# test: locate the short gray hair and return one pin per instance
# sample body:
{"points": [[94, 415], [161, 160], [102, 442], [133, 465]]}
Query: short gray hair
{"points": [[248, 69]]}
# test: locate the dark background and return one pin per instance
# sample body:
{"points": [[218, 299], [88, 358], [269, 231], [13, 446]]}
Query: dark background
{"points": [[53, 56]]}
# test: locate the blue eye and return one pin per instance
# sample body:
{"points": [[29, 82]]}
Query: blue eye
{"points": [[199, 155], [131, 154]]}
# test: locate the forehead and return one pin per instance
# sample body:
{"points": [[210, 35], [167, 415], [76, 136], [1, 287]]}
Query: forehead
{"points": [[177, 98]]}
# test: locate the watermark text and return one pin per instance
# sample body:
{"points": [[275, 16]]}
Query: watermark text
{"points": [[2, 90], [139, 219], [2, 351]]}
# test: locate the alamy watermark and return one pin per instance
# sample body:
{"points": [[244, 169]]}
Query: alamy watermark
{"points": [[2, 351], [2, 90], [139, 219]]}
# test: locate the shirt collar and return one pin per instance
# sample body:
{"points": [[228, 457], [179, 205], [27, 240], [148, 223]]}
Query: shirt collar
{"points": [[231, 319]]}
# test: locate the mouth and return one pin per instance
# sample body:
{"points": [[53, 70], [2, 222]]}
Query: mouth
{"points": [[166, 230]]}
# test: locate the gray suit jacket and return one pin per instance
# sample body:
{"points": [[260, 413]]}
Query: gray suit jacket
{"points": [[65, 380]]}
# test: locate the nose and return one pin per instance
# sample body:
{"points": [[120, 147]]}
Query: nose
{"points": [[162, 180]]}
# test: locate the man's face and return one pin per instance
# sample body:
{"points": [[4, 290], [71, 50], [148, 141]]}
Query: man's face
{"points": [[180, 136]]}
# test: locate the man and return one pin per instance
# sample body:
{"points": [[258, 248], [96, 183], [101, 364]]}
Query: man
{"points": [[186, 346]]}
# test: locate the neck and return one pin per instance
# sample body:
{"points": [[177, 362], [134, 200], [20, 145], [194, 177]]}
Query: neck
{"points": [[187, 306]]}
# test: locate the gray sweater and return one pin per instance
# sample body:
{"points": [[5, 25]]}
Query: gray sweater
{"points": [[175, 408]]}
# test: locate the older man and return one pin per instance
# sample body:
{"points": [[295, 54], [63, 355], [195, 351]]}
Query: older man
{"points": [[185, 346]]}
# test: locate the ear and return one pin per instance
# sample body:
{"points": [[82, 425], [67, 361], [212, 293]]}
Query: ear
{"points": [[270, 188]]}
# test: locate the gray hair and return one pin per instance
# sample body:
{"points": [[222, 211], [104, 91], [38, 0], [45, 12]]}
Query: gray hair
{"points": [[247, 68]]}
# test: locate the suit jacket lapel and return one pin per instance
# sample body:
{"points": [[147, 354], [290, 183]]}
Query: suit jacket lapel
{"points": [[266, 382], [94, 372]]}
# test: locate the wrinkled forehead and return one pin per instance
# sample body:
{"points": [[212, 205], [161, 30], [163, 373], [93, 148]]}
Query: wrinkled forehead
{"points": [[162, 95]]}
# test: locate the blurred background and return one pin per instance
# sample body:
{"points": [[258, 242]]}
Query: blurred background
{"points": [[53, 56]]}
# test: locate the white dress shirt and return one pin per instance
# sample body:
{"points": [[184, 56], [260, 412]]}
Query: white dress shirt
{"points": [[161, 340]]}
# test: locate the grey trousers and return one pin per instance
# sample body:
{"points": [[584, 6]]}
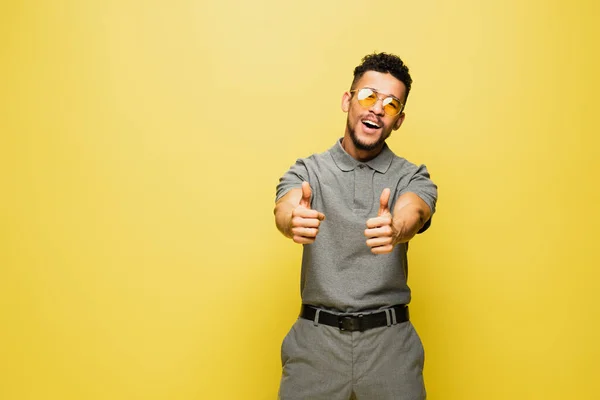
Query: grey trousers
{"points": [[322, 362]]}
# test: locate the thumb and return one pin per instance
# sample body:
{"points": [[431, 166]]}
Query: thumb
{"points": [[306, 193], [383, 202]]}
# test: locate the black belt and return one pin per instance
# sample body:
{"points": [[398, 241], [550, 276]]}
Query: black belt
{"points": [[356, 321]]}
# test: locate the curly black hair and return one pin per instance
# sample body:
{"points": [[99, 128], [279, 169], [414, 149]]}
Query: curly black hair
{"points": [[386, 63]]}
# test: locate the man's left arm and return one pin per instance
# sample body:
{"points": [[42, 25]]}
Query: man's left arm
{"points": [[409, 216]]}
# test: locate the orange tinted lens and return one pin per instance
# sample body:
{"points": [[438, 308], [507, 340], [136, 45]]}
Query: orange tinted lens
{"points": [[391, 106], [366, 97]]}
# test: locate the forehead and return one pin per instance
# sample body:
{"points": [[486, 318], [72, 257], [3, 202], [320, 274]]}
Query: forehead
{"points": [[382, 82]]}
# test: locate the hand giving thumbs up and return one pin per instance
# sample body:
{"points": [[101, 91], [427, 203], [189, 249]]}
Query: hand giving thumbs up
{"points": [[305, 221], [380, 231]]}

*GIVEN TASK*: Your task is an exact transcription of all the data, minus the pictures.

*WORKED ANSWER*:
# test: locate the short gray hair and return one pin per instance
# sample body:
{"points": [[94, 415], [161, 160], [102, 442], [133, 465]]}
Query: short gray hair
{"points": [[248, 69]]}
# test: locate the dark background and return one pin per instance
# sample body:
{"points": [[218, 299], [88, 358], [269, 231], [13, 446]]}
Query: dark background
{"points": [[53, 56]]}
# test: locate the blue eye and return one pin per instance
# sample body:
{"points": [[29, 82]]}
Query: blue eye
{"points": [[199, 155], [131, 154]]}
# test: locate the forehead and return one pin per instance
# sample body:
{"points": [[210, 35], [167, 415], [76, 136], [1, 287]]}
Query: forehead
{"points": [[177, 98]]}
# test: locate the watermark text and return one pin per instance
# sample body:
{"points": [[275, 16]]}
Query: watermark text
{"points": [[2, 90], [139, 219], [2, 351]]}
# test: locate the alamy watermark and return one pin per instance
# sample body:
{"points": [[244, 169]]}
Query: alamy watermark
{"points": [[2, 351], [2, 90], [139, 219]]}
# test: locate the shirt collar and return one pin per instance
# sample body:
{"points": [[228, 457], [179, 205], [27, 240], [148, 223]]}
Query: shirt collar
{"points": [[231, 319]]}
# test: locate the mouth and return one pin per instance
# sample body:
{"points": [[53, 70], [2, 222]]}
Query: mouth
{"points": [[166, 230]]}
# test: locate the gray suit jacket and return one pin per instance
# sample body:
{"points": [[260, 413]]}
Query: gray suit jacket
{"points": [[65, 380]]}
# test: locate the nose and return one pin per instance
# sample body:
{"points": [[120, 147]]}
Query: nose
{"points": [[162, 180]]}
# test: locate the man's face and return one pin per instance
# sample body:
{"points": [[4, 290], [71, 50], [148, 141]]}
Query: man's face
{"points": [[180, 136]]}
# test: locate the man and return one pin per instance
# sample body:
{"points": [[258, 248], [96, 183], [101, 364]]}
Query: man
{"points": [[186, 346]]}
# test: locate the neck and return one pin per instance
# sample body:
{"points": [[177, 362], [134, 200], [20, 145], [194, 177]]}
Query: neck
{"points": [[187, 306]]}
# test: locate the gray sweater and return one pin per instance
# sample body:
{"points": [[5, 25]]}
Query: gray sweater
{"points": [[175, 408]]}
# test: locate the older man and return one pin per instance
# sample body:
{"points": [[295, 54], [63, 355], [195, 351]]}
Query: older man
{"points": [[185, 346]]}
# test: locate the ear and return one pin per instance
# sample body:
{"points": [[82, 425], [67, 361], [212, 293]]}
Query: ear
{"points": [[270, 188]]}
# test: locate the gray hair and return one pin per instance
# sample body:
{"points": [[222, 211], [104, 91], [38, 0], [45, 12]]}
Query: gray hair
{"points": [[247, 68]]}
# test: locate the suit jacket lapel and return one pin per instance
# sample body:
{"points": [[147, 354], [290, 183]]}
Query: suit jacket lapel
{"points": [[266, 382], [94, 372]]}
# test: locate the wrinkled forehead and return one pin per instance
# sample body:
{"points": [[212, 205], [161, 30], [163, 373], [93, 148]]}
Query: wrinkled forehead
{"points": [[162, 95]]}
# test: locate the blurred background and return one pin per instance
# sample body:
{"points": [[258, 242]]}
Query: blurred background
{"points": [[53, 56]]}
# test: locate the white dress shirt and return one pin per instance
# sample body:
{"points": [[184, 56], [260, 412]]}
Query: white dress shirt
{"points": [[161, 340]]}
# test: locate the grey trousers and return one pin per instance
# sample body:
{"points": [[584, 6]]}
Query: grey trousers
{"points": [[322, 362]]}
# test: locate the thumb and return one pin per instance
# sample body:
{"points": [[431, 166]]}
Query: thumb
{"points": [[306, 193], [383, 202]]}
# test: locate the black belt and return one pin per instance
# sample body:
{"points": [[398, 241], [550, 276]]}
Query: black belt
{"points": [[356, 321]]}
# test: locate the curly black hair and return one pin per instance
# sample body:
{"points": [[99, 128], [279, 169], [414, 149]]}
Query: curly black hair
{"points": [[386, 63]]}
# test: locate the man's left arm and return one pin per instance
# sample body:
{"points": [[42, 25]]}
Query: man's left arm
{"points": [[409, 216]]}
# test: locate the orange tinted lens and return one pin per instance
# sample body:
{"points": [[438, 308], [507, 340], [136, 45]]}
Query: orange tinted lens
{"points": [[391, 106], [366, 97]]}
# test: locate the forehead and return one pin per instance
# sample body:
{"points": [[486, 318], [72, 257], [3, 202], [320, 274]]}
Query: forehead
{"points": [[382, 82]]}
# test: locate the hand giving thumbs up and return one pin per instance
# sample body:
{"points": [[101, 91], [427, 203], [189, 249]]}
Query: hand giving thumbs up
{"points": [[305, 221], [380, 231]]}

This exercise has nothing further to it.